Quote verbatim the rows in the part that opens with the line containing "Target: white whiteboard" and closes with the line containing "(1014, 464)", including both of those lines.
### Data in this exercise
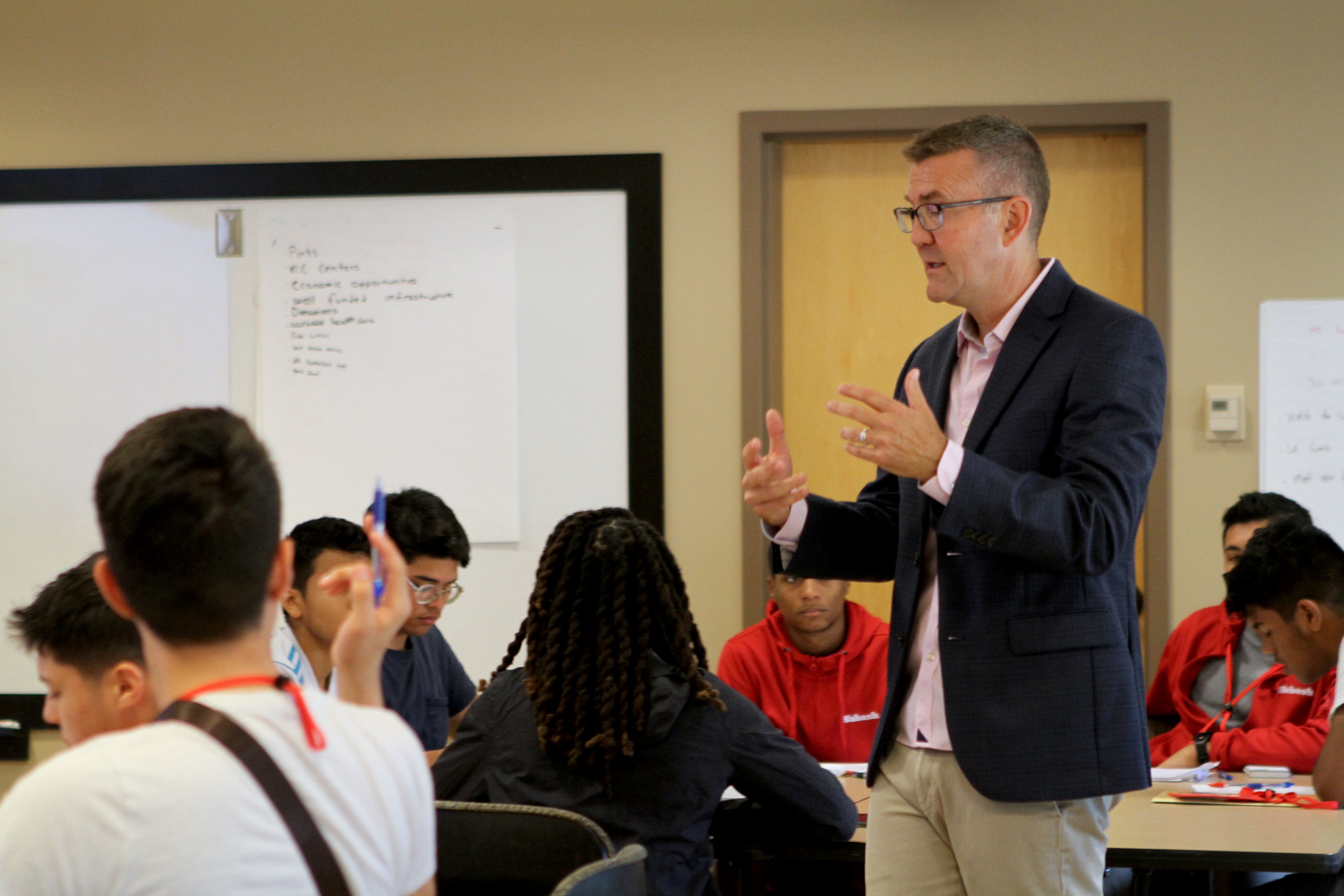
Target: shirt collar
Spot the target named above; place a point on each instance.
(999, 335)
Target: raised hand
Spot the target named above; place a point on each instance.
(367, 631)
(771, 487)
(904, 440)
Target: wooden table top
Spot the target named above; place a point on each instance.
(1148, 835)
(1234, 837)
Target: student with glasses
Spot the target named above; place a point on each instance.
(423, 679)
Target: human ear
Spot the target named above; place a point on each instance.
(1308, 616)
(130, 684)
(111, 589)
(1017, 220)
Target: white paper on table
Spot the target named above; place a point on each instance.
(1287, 788)
(841, 769)
(1167, 776)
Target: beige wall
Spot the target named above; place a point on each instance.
(1257, 123)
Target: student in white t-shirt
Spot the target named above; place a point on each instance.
(189, 504)
(1290, 586)
(302, 643)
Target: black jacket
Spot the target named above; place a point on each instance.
(666, 794)
(1042, 674)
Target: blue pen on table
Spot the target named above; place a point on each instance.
(380, 527)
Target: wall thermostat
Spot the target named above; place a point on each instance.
(1225, 413)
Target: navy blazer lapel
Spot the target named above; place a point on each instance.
(1017, 358)
(936, 363)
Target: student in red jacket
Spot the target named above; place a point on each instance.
(816, 666)
(1214, 659)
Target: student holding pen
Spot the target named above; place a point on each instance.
(189, 504)
(1290, 585)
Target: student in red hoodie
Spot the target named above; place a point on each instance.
(1214, 659)
(816, 666)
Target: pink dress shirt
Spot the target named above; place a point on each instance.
(924, 719)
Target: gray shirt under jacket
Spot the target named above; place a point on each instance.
(666, 794)
(1210, 688)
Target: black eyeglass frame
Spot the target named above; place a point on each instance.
(916, 213)
(448, 590)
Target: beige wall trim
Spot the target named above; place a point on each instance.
(762, 369)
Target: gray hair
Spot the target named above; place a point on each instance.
(1010, 155)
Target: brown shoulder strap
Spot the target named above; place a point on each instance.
(319, 856)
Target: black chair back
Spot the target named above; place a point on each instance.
(621, 875)
(501, 850)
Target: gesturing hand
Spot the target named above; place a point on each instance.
(769, 487)
(904, 440)
(367, 631)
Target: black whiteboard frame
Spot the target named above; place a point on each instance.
(639, 175)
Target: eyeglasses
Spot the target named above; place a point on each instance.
(930, 214)
(424, 594)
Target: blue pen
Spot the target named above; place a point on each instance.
(380, 527)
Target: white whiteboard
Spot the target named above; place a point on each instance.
(388, 343)
(1301, 432)
(117, 311)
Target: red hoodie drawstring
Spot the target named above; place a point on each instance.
(1229, 701)
(845, 709)
(794, 695)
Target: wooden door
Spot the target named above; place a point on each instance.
(854, 288)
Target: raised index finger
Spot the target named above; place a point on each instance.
(873, 398)
(775, 425)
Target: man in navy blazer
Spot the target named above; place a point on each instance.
(1014, 464)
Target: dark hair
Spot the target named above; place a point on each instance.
(1009, 152)
(324, 534)
(1265, 506)
(423, 526)
(190, 512)
(608, 594)
(72, 622)
(1284, 563)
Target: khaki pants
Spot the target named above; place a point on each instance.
(933, 835)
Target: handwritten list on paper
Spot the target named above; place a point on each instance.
(1303, 406)
(389, 348)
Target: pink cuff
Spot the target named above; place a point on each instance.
(940, 486)
(787, 536)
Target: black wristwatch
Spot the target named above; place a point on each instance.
(1202, 746)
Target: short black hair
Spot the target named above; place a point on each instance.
(1265, 506)
(189, 506)
(74, 625)
(1284, 563)
(324, 534)
(424, 527)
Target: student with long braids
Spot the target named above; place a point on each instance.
(615, 715)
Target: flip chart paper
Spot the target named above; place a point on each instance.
(389, 347)
(1303, 406)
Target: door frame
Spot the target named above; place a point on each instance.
(762, 332)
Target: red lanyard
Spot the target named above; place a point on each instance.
(315, 735)
(1229, 702)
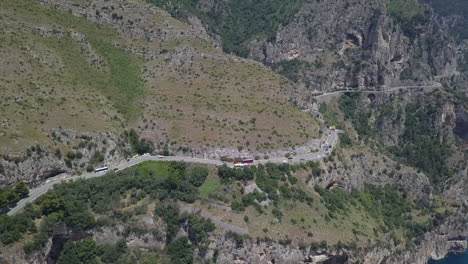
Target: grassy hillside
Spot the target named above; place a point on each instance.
(60, 70)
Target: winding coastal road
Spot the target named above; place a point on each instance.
(328, 145)
(393, 89)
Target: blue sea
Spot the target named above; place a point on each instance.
(452, 259)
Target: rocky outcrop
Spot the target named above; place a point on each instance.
(37, 164)
(337, 45)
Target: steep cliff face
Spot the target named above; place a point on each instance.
(340, 44)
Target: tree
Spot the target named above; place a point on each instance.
(51, 203)
(181, 251)
(84, 251)
(198, 175)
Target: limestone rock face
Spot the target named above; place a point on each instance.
(336, 45)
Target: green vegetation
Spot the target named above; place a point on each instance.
(11, 195)
(239, 21)
(12, 228)
(291, 68)
(420, 144)
(408, 13)
(386, 204)
(139, 146)
(75, 205)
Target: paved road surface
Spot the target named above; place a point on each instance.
(331, 140)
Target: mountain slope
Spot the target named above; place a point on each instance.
(95, 67)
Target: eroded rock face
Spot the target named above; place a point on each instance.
(264, 252)
(358, 45)
(35, 167)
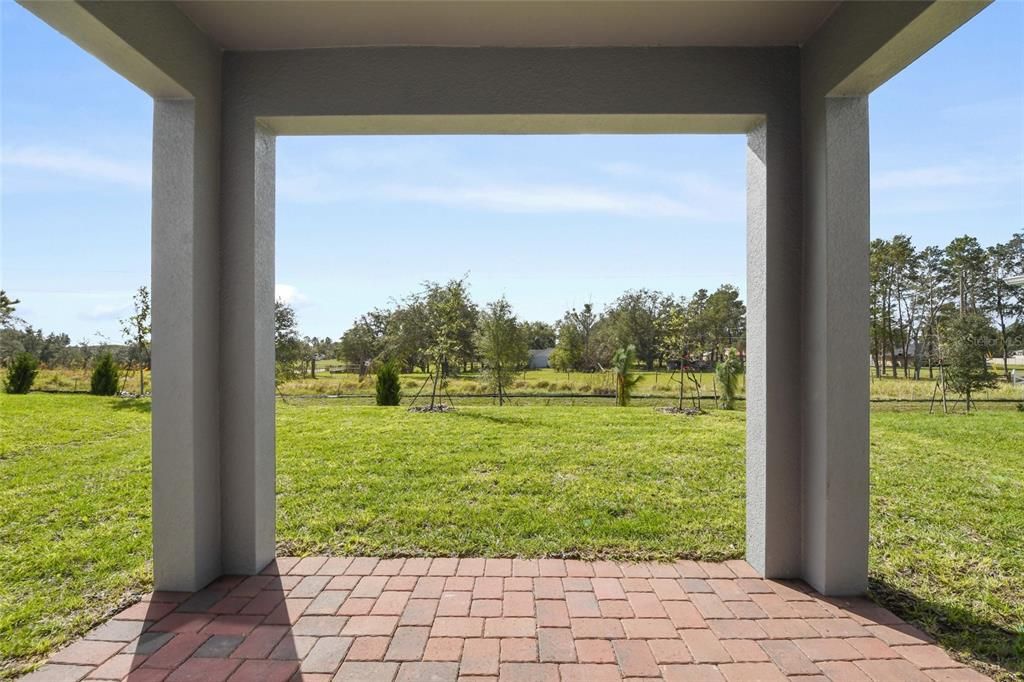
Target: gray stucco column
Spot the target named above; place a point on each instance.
(837, 214)
(773, 273)
(185, 426)
(247, 355)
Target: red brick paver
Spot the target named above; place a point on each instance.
(506, 620)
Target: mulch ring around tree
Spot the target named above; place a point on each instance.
(689, 412)
(437, 408)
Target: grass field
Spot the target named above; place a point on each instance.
(947, 503)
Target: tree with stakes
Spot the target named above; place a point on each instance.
(502, 346)
(451, 318)
(964, 355)
(136, 329)
(623, 363)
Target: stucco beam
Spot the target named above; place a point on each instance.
(437, 82)
(151, 44)
(863, 44)
(530, 124)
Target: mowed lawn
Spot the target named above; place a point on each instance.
(947, 508)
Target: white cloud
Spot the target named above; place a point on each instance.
(690, 198)
(105, 312)
(525, 198)
(79, 164)
(945, 176)
(289, 294)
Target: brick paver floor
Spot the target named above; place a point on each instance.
(437, 620)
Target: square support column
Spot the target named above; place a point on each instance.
(836, 344)
(773, 396)
(247, 354)
(185, 328)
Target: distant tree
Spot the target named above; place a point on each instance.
(502, 346)
(623, 364)
(104, 376)
(965, 340)
(388, 385)
(965, 267)
(726, 320)
(407, 333)
(452, 321)
(136, 329)
(287, 345)
(20, 374)
(932, 294)
(560, 360)
(1005, 302)
(85, 352)
(635, 317)
(312, 348)
(576, 338)
(540, 335)
(364, 341)
(727, 372)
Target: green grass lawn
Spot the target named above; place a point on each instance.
(947, 503)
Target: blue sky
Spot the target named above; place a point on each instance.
(551, 222)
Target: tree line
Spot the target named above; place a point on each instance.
(920, 297)
(659, 327)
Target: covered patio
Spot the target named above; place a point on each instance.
(228, 78)
(365, 619)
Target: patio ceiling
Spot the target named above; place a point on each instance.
(266, 25)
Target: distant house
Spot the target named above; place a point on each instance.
(539, 357)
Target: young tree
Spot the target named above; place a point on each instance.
(634, 317)
(20, 374)
(1004, 301)
(136, 329)
(727, 372)
(452, 321)
(104, 376)
(388, 385)
(964, 342)
(622, 367)
(502, 346)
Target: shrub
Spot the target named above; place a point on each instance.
(626, 380)
(20, 374)
(104, 376)
(727, 373)
(388, 384)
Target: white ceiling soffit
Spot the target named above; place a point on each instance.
(270, 25)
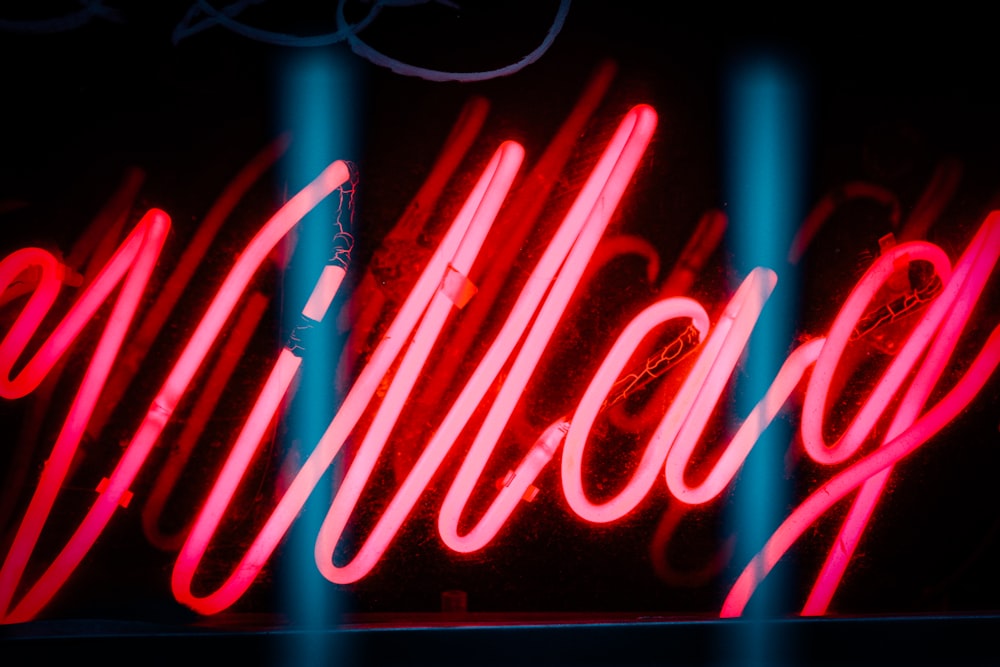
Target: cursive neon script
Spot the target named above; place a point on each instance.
(390, 374)
(203, 15)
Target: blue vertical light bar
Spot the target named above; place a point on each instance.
(765, 164)
(320, 95)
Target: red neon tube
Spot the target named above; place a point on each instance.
(159, 412)
(132, 265)
(434, 294)
(940, 329)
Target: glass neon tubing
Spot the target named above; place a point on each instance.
(837, 338)
(167, 398)
(132, 266)
(470, 222)
(970, 276)
(591, 212)
(593, 398)
(457, 417)
(940, 328)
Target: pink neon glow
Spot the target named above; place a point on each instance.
(459, 246)
(229, 357)
(132, 267)
(362, 312)
(519, 218)
(586, 412)
(160, 311)
(470, 397)
(159, 412)
(940, 329)
(703, 243)
(911, 431)
(571, 248)
(445, 285)
(840, 332)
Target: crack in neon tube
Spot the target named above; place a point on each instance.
(162, 406)
(441, 287)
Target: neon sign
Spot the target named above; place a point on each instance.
(939, 296)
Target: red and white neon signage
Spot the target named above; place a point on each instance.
(441, 290)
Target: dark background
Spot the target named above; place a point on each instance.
(887, 97)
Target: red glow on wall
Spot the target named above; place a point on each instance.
(940, 304)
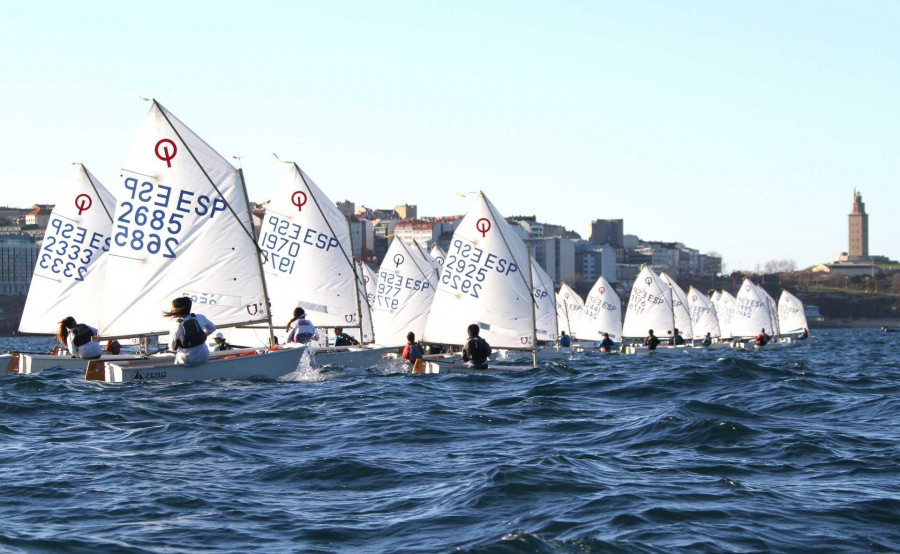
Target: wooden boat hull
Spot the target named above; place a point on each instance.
(237, 365)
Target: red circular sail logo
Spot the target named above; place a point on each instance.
(299, 199)
(164, 154)
(83, 202)
(483, 225)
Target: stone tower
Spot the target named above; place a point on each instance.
(859, 228)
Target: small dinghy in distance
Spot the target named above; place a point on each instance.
(179, 202)
(791, 316)
(602, 314)
(308, 263)
(649, 307)
(486, 280)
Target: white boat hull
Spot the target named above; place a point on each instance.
(640, 349)
(435, 367)
(246, 365)
(35, 363)
(543, 355)
(350, 356)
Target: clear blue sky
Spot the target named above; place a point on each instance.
(735, 127)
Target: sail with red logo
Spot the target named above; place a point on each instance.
(182, 227)
(602, 313)
(486, 281)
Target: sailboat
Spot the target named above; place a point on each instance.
(405, 289)
(751, 313)
(426, 255)
(602, 313)
(308, 263)
(486, 280)
(680, 310)
(725, 313)
(71, 266)
(791, 315)
(649, 307)
(569, 309)
(183, 228)
(703, 315)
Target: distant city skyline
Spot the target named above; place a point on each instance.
(739, 129)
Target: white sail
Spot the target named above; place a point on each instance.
(70, 270)
(602, 313)
(751, 312)
(307, 257)
(406, 287)
(649, 307)
(680, 310)
(725, 313)
(485, 280)
(181, 228)
(703, 315)
(791, 315)
(544, 304)
(773, 311)
(569, 309)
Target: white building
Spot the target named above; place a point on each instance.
(362, 234)
(17, 259)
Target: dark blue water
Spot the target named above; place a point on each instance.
(794, 448)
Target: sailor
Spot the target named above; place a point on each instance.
(652, 341)
(221, 344)
(606, 343)
(77, 337)
(343, 339)
(476, 350)
(300, 329)
(189, 332)
(413, 350)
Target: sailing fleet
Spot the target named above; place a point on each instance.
(178, 223)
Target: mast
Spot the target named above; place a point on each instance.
(566, 311)
(356, 281)
(262, 275)
(533, 314)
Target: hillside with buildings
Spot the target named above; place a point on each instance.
(854, 285)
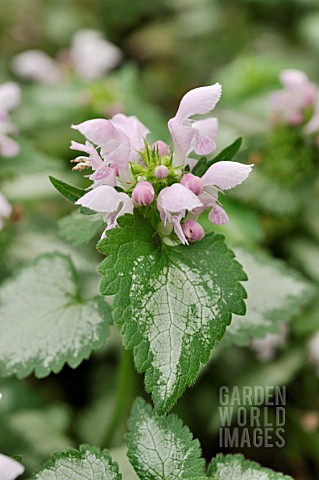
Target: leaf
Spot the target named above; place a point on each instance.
(88, 463)
(79, 229)
(172, 303)
(68, 191)
(236, 467)
(43, 321)
(276, 293)
(161, 448)
(228, 153)
(71, 193)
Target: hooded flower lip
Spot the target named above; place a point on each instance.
(193, 231)
(108, 201)
(173, 202)
(119, 139)
(153, 176)
(190, 134)
(10, 469)
(219, 177)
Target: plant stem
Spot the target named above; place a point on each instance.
(123, 397)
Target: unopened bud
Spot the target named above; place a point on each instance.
(161, 171)
(193, 183)
(193, 231)
(143, 193)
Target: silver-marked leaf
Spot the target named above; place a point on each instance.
(81, 229)
(172, 303)
(161, 448)
(276, 293)
(236, 467)
(88, 463)
(44, 323)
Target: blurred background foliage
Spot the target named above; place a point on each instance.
(169, 47)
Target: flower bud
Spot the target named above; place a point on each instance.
(193, 183)
(162, 148)
(161, 171)
(143, 193)
(193, 231)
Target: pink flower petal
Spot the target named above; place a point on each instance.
(225, 175)
(313, 125)
(177, 198)
(218, 216)
(98, 130)
(179, 231)
(135, 130)
(199, 101)
(102, 199)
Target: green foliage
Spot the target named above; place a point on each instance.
(172, 303)
(88, 462)
(44, 322)
(70, 192)
(79, 229)
(276, 293)
(236, 467)
(161, 448)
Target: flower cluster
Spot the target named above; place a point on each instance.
(129, 173)
(297, 104)
(90, 56)
(10, 96)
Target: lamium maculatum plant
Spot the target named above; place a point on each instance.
(175, 288)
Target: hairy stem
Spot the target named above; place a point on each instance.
(123, 397)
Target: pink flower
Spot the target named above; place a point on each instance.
(10, 97)
(193, 231)
(193, 183)
(119, 139)
(10, 469)
(173, 202)
(219, 177)
(162, 148)
(143, 193)
(189, 135)
(298, 94)
(108, 201)
(161, 171)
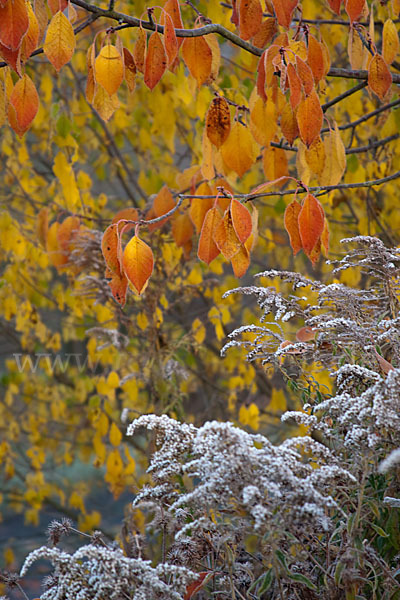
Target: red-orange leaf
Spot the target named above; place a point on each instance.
(137, 262)
(170, 40)
(354, 8)
(311, 223)
(156, 61)
(198, 58)
(240, 262)
(182, 229)
(130, 214)
(250, 17)
(129, 70)
(139, 51)
(291, 220)
(25, 101)
(208, 250)
(110, 248)
(14, 23)
(59, 44)
(309, 118)
(335, 5)
(119, 286)
(315, 58)
(241, 219)
(379, 76)
(225, 236)
(109, 69)
(200, 206)
(284, 11)
(218, 121)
######
# Exercise solution:
Target: white whiteboard
Spot the target named above; place a point on each instance.
(388, 343)
(1301, 432)
(117, 311)
Target: red hoodie drawstring
Spot the target named above; place a point on each instance.
(1229, 701)
(845, 709)
(794, 695)
Target: wooden door
Spot the target named above; place a point on each instance.
(854, 288)
Target: raised index finger
Spot the target named above; place a point on each instance.
(873, 398)
(775, 425)
Target: man in navy blazer
Spot the target named above; place a point on each instance.
(1014, 464)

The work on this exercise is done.